## Task instructions
• a. Rewrite the airfare-bargain article from the part that opens with the words containing "On the other" and closes with "harder to find.", changing "Caribbean" to "Mediterranean".
• b. Extend the airfare-bargain article, picking up right after its last sentence.

## Provided passage
Today, most of that work can be done on the Internet. Booking tools that once were available only to travel agents are now available to anyone. At sites such as kayak.com, consumers can compare fares day-to-day from mulitple airlines, getting a clearer picture of how pricing changes over time. At farecast.com, they can look at graphs that show price fluctuations over time, and predict when fares will rise or fall. Airfarewatchdog.com sends consumers weekly or daily updates on low fares from any chosen airport.

Each site has advantages and disadvantages, meaning you need to use more than one to get the best fare (see the accompanying article that outlines a step-by-step approach to a successful fare hunt.)

Even with thorough research, consumers may need to make compromises to get real bargains.

"Flexibility is key," said Kellie Pelletier of kayak.com, an "aggregator" site that searches multiple websites for the best deals. "If you can fly when others aren't, you'll get the best deal."

That can mean planning your European vacation in winter; fares and hotel rates are much lower then, and many of the reasons travelers like Europe -- restaurants, museums and other cultural attractions -- are just as appealing in February as they are in June, but with shorter lines.

On the other hand, no one wants to go to the Caribbean in July. "There are reasons the off-season is the off-season," said Torkells of Budget Travel.

Flexibility can also mean hunting for fares when the airlines are releasing sale fares and trying to fill up planes on short notice.

"If there is a time of week when you have the best chance to get a cheap fare it's Tuesday or Wednesday," said Terry Trippler, a Minneapolis-based airline expert. But he said those cheap fares are harder to find.

"I don't see many more public price increases this year -- it's bad publicity for the airlines," he said. But he said that the airlines are making fewer seats available at the lowest fares, increasing revenue without sounding alarms about rising prices.

## Dataset entries
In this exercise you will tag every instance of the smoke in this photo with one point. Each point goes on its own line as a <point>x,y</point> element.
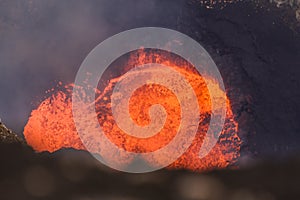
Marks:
<point>45,41</point>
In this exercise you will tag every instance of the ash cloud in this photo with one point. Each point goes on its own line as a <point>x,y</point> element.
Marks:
<point>45,41</point>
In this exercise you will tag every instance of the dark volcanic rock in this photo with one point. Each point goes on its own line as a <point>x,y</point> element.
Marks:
<point>7,136</point>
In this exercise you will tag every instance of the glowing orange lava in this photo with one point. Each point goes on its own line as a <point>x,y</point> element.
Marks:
<point>51,126</point>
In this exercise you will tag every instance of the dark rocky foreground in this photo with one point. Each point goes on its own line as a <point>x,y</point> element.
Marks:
<point>71,174</point>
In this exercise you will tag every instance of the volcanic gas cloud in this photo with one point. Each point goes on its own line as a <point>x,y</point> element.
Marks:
<point>51,127</point>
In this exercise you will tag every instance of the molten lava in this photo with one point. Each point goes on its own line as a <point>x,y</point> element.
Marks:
<point>51,125</point>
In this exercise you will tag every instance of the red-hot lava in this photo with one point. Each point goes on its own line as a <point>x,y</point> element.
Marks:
<point>51,125</point>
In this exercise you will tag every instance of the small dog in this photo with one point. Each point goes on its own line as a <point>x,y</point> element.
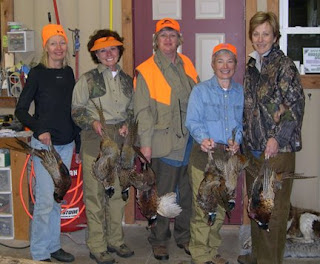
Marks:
<point>303,226</point>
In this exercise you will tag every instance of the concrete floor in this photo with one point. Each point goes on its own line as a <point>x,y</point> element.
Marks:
<point>136,238</point>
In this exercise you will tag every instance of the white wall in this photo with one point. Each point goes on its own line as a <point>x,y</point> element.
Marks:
<point>306,193</point>
<point>82,14</point>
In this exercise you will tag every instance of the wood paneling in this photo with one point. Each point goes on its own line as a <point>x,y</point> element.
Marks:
<point>251,9</point>
<point>6,14</point>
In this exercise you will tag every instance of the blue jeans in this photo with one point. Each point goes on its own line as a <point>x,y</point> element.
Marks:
<point>45,226</point>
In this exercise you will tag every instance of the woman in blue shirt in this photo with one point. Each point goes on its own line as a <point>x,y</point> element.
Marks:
<point>214,115</point>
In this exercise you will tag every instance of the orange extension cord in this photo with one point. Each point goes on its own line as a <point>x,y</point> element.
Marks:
<point>65,207</point>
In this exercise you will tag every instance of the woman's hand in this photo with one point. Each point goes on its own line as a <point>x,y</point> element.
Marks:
<point>45,138</point>
<point>207,144</point>
<point>123,131</point>
<point>233,146</point>
<point>97,127</point>
<point>272,148</point>
<point>146,151</point>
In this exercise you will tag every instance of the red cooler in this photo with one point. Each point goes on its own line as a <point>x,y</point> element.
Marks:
<point>73,215</point>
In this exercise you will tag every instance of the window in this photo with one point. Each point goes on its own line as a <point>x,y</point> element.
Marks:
<point>299,26</point>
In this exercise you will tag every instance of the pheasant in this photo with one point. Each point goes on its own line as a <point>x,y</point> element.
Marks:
<point>269,175</point>
<point>147,196</point>
<point>219,182</point>
<point>51,160</point>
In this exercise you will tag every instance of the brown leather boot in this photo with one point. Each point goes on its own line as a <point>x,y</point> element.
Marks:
<point>247,259</point>
<point>160,252</point>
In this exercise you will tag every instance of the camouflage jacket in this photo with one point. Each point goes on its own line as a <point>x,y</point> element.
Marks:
<point>274,103</point>
<point>96,88</point>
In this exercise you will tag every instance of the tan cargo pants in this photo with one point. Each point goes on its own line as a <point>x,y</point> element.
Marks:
<point>104,214</point>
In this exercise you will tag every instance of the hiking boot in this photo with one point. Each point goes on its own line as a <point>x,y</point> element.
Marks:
<point>219,260</point>
<point>62,256</point>
<point>102,258</point>
<point>160,252</point>
<point>122,251</point>
<point>247,259</point>
<point>185,246</point>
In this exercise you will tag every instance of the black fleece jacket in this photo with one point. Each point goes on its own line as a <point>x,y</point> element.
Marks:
<point>51,90</point>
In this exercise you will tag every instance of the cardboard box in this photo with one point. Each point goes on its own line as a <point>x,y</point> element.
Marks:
<point>4,159</point>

## The responses
• a.
On the other hand, no one wants to go to the Mediterranean in July. "There are reasons the off-season is the off-season," said Torkells of Budget Travel.

Flexibility can also mean hunting for fares when the airlines are releasing sale fares and trying to fill up planes on short notice.

"If there is a time of week when you have the best chance to get a cheap fare it's Tuesday or Wednesday," said Terry Trippler, a Minneapolis-based airline expert. But he said those cheap fares are harder to find.

• b.
Changes ahead

George Hobica, owner and operator of airfarewatchdog.com, said that there are a couple of bright spots on the horizon for bargain hunters. One is the potential for increased competition in Minneapolis-St. Paul if Delta and Northwest merge. Federal regulators could force the merged airline to give up some routes to avoid a monopoly.

"Maybe some of the discount carriers will be able to start flying at MSP," he said. "That could really help keep prices down."

Trippler also believes that the merger has the potential to open gates to Southwest, JetBlue or both. If the merger goes through, he said, "we may just get some competition in here and we'll do just fine."

Another hopeful development, in the view of airfarewatchdog's Hobica, is the airlines' increased use of "promo-code" fares to drive traffic to their websites. Airlines send e-mails to customers registered at their sites, including a code that allows the customer access to a bargain rate on given routes. In this way, the airline can broaden its customer base while cutting into the business of online booking sites. Airfarewatchdog.com, a free site, monitors these promo-code fares and shares the information with its subscribers.

"We had a promo-code fare recently of $68 round-trip from Los Angeles to Guatemala -- the taxes and fees were more than the ticket," Hobica said. "It's another way to look for bargains."